____ GIVEN PASSAGE

While other studies have used an MMTT to evaluate glucose and insulin responses in adults with and without type 2 diabetes [3, 9, 29, 30], to our knowledge, ours is the first that has assessed whether responses to an MMTT as predictors of type 2 diabetes. Prior studies that have used an MMTT in adults have found that there is a large amount of inter-individual variability that may be accounted for by genetics, the microbiome, and a plethora of other physiological factors [4, 5, 29, 30]. In studies directly comparing MMTT and OGTTs, glucose responses generate slightly flatter curves in the MMTT compared to the OGTT [29, 30]. MMTTs generate additional and clinically useful data across a range of physiological systems in addition to the risk for type 2 diabetes, including endothelial, renal, and hepatic functioning [3]. Given this, MMTTs are used with increasing frequency in precision nutrition studies. Our data, combined with findings from others, demonstrates that in addition to assessing response to diet interventions, MMTTs also can predict important clinically relevant outcomes.

________
____ PROVIDED MATERIAL

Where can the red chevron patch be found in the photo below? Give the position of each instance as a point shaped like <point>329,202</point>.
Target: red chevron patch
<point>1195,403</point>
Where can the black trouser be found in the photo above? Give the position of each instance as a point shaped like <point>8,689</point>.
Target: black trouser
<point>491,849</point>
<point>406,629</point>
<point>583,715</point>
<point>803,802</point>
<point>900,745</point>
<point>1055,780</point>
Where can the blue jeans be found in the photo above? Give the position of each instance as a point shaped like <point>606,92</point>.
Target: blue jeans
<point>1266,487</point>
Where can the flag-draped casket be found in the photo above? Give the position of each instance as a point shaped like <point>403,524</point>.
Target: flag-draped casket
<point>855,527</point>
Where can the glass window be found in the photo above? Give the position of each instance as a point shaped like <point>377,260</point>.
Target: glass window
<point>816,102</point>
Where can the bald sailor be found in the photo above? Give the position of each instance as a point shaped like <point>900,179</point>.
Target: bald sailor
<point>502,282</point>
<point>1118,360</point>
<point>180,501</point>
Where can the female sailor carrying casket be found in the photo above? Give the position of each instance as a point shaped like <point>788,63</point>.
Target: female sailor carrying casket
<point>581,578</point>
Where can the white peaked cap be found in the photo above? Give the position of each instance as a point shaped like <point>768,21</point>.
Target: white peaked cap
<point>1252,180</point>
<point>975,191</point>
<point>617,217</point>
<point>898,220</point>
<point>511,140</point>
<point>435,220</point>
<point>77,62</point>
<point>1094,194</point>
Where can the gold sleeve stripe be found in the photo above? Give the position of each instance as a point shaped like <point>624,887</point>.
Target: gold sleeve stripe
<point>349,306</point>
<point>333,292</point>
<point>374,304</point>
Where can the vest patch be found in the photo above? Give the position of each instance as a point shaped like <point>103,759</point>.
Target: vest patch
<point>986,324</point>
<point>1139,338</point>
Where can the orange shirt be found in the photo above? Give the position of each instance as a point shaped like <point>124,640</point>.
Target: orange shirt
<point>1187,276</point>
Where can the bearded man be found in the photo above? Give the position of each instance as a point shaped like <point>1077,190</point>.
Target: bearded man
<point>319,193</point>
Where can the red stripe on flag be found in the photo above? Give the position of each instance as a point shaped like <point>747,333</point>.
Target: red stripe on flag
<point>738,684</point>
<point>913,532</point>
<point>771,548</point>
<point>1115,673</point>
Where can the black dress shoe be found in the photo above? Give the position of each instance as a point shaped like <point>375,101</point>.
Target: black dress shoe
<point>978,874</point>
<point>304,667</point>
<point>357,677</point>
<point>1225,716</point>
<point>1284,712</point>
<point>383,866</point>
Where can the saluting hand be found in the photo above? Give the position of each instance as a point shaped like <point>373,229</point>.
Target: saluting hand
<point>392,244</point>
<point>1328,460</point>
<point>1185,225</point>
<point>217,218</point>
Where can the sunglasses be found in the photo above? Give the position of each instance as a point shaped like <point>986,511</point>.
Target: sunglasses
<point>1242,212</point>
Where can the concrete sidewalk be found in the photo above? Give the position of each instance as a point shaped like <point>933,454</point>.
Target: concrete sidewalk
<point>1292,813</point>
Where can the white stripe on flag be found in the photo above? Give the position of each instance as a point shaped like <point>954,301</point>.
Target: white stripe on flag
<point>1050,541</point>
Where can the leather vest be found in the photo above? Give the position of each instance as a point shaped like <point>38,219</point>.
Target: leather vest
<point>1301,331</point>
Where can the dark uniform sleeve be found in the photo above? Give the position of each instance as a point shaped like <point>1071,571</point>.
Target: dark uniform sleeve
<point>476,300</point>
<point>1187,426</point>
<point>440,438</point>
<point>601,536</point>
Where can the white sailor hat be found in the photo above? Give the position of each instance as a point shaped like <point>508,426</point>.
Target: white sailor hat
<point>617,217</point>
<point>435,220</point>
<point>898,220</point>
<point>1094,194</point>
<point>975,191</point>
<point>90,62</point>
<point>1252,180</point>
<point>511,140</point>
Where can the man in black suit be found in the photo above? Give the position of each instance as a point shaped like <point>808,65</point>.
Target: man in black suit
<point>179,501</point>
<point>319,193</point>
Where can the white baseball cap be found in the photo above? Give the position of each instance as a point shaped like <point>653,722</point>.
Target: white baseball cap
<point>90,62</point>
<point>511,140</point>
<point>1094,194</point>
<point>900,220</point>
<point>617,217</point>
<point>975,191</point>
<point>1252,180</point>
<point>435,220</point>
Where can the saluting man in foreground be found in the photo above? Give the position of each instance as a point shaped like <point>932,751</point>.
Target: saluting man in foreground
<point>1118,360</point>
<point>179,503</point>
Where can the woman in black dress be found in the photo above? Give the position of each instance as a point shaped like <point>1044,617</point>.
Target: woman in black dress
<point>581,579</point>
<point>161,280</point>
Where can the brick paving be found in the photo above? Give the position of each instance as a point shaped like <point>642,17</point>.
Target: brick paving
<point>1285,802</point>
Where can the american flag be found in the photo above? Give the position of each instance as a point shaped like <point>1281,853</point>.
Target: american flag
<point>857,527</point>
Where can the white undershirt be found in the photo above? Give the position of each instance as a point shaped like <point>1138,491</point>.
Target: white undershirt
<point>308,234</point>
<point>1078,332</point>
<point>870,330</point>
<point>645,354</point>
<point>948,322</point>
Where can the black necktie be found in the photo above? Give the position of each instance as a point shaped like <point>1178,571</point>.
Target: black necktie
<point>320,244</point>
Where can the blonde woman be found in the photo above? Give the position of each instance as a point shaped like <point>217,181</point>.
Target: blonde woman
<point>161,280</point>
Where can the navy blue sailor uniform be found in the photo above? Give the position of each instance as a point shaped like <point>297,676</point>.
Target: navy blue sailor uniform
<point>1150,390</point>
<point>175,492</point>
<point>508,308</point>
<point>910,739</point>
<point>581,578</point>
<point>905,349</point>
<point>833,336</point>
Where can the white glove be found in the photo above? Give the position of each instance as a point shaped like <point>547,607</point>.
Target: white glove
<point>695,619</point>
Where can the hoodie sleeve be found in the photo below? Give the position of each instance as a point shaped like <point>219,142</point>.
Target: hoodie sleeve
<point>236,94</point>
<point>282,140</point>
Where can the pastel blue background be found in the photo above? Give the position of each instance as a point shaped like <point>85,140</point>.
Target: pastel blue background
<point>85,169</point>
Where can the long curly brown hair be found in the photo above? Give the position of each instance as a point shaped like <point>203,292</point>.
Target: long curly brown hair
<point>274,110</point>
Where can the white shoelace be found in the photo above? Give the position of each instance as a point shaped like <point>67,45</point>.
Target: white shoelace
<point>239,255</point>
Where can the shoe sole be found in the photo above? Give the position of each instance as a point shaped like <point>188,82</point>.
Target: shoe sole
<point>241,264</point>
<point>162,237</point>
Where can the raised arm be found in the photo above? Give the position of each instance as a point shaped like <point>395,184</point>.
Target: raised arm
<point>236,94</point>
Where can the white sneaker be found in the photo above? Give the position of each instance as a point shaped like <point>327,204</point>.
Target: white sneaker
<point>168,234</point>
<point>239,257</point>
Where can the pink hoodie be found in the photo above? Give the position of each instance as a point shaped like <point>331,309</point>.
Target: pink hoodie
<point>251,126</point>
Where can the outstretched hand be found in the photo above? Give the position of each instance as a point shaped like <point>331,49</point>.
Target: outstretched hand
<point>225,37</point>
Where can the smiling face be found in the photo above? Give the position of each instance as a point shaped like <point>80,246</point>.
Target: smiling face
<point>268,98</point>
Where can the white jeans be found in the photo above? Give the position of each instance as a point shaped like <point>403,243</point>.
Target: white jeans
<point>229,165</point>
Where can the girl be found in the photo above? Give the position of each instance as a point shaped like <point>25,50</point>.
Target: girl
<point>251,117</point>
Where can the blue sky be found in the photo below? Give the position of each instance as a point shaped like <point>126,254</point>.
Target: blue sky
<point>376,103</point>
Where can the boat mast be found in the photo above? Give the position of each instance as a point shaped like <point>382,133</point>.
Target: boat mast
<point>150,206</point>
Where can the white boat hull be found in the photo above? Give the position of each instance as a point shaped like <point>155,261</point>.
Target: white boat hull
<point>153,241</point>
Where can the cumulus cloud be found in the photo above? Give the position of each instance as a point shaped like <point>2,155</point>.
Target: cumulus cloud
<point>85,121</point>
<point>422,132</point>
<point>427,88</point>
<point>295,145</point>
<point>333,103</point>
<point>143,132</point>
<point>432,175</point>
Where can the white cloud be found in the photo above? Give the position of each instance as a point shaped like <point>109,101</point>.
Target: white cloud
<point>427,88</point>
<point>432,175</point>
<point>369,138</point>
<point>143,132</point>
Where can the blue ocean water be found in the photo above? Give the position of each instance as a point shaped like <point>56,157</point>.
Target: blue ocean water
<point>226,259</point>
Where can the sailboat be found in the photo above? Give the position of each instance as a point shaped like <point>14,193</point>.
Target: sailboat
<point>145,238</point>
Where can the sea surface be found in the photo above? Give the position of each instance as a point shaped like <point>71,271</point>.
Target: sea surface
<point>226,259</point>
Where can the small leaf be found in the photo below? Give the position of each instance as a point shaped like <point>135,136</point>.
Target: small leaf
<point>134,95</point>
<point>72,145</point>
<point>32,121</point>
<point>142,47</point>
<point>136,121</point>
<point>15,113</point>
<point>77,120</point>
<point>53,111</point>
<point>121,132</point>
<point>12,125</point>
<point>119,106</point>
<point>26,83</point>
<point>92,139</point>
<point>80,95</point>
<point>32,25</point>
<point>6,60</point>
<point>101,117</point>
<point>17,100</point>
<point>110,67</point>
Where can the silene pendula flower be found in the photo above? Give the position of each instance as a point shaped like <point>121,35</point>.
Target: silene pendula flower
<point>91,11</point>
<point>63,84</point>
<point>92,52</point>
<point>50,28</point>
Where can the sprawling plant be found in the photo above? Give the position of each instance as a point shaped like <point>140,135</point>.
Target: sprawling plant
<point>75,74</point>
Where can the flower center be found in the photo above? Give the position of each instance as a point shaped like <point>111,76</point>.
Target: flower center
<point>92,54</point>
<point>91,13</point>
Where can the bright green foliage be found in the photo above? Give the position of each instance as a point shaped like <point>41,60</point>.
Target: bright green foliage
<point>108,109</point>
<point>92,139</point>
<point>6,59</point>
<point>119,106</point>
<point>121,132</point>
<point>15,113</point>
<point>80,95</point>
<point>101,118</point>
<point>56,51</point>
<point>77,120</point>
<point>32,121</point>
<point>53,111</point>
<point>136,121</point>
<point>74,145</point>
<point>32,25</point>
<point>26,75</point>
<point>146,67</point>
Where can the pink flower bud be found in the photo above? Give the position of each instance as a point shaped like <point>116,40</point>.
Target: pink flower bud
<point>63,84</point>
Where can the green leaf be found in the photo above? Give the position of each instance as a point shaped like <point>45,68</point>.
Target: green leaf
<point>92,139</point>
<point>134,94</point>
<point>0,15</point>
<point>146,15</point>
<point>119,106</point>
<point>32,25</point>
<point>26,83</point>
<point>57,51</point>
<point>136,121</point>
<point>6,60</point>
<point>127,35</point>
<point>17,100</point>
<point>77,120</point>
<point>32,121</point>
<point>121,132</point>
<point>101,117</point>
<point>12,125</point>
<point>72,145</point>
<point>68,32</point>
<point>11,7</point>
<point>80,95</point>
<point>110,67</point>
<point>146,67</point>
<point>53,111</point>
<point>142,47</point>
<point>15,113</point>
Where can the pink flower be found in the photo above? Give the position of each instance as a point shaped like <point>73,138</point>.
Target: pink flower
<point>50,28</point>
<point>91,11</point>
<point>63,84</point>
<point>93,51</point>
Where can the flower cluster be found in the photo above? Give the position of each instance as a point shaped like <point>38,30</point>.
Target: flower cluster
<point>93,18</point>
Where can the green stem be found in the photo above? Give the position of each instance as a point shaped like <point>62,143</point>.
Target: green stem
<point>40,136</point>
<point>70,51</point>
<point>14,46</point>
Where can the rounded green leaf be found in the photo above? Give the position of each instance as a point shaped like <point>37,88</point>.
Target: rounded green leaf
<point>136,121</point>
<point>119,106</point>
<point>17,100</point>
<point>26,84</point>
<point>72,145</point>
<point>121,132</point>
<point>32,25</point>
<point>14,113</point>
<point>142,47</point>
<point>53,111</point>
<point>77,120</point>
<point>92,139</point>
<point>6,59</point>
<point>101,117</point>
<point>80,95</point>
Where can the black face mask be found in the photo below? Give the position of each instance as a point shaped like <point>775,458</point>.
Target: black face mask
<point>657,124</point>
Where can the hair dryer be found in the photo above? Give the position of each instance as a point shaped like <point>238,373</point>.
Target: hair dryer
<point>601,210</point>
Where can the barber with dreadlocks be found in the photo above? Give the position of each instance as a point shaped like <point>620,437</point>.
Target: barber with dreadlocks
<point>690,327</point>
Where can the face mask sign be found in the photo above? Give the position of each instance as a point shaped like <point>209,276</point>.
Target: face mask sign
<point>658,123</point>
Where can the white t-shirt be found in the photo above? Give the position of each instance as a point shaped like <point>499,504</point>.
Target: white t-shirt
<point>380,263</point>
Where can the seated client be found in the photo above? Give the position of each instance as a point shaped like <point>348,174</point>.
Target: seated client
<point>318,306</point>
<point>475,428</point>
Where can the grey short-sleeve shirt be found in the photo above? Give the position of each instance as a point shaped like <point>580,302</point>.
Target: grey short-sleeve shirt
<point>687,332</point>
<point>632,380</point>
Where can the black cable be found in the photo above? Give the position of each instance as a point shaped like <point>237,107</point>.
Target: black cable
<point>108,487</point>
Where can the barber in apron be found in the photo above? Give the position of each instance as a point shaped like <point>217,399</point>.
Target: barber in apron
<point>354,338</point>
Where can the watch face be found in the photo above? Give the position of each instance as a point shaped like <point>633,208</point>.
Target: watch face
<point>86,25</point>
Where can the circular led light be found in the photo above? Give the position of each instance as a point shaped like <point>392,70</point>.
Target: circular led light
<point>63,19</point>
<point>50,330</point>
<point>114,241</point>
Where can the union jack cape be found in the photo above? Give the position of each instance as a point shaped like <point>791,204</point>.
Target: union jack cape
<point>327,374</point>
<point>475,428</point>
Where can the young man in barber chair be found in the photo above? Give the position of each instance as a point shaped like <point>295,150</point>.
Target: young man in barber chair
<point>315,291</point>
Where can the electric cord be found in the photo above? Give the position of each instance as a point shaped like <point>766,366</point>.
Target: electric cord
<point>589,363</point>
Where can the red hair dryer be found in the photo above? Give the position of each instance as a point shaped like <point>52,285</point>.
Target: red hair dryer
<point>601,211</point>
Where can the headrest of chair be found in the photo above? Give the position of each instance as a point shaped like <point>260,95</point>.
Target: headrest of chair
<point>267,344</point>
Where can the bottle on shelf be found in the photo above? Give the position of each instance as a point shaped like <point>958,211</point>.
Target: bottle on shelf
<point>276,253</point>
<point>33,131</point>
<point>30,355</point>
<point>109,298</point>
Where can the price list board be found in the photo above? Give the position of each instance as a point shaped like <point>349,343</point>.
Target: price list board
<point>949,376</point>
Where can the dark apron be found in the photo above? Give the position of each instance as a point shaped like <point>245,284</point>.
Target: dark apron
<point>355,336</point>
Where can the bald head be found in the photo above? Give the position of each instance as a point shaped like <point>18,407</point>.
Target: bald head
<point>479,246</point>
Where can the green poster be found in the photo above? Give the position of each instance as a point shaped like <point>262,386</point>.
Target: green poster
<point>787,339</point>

________

### YOUR GOAL
Quote the passage about MMTTs and type 2 diabetes in full, word for word.

### EXERCISE RESPONSE
While other studies have used an MMTT to evaluate glucose and insulin responses in adults with and without type 2 diabetes [3, 9, 29, 30], to our knowledge, ours is the first that has assessed whether responses to an MMTT as predictors of type 2 diabetes. Prior studies that have used an MMTT in adults have found that there is a large amount of inter-individual variability that may be accounted for by genetics, the microbiome, and a plethora of other physiological factors [4, 5, 29, 30]. In studies directly comparing MMTT and OGTTs, glucose responses generate slightly flatter curves in the MMTT compared to the OGTT [29, 30]. MMTTs generate additional and clinically useful data across a range of physiological systems in addition to the risk for type 2 diabetes, including endothelial, renal, and hepatic functioning [3]. Given this, MMTTs are used with increasing frequency in precision nutrition studies. Our data, combined with findings from others, demonstrates that in addition to assessing response to diet interventions, MMTTs also can predict important clinically relevant outcomes.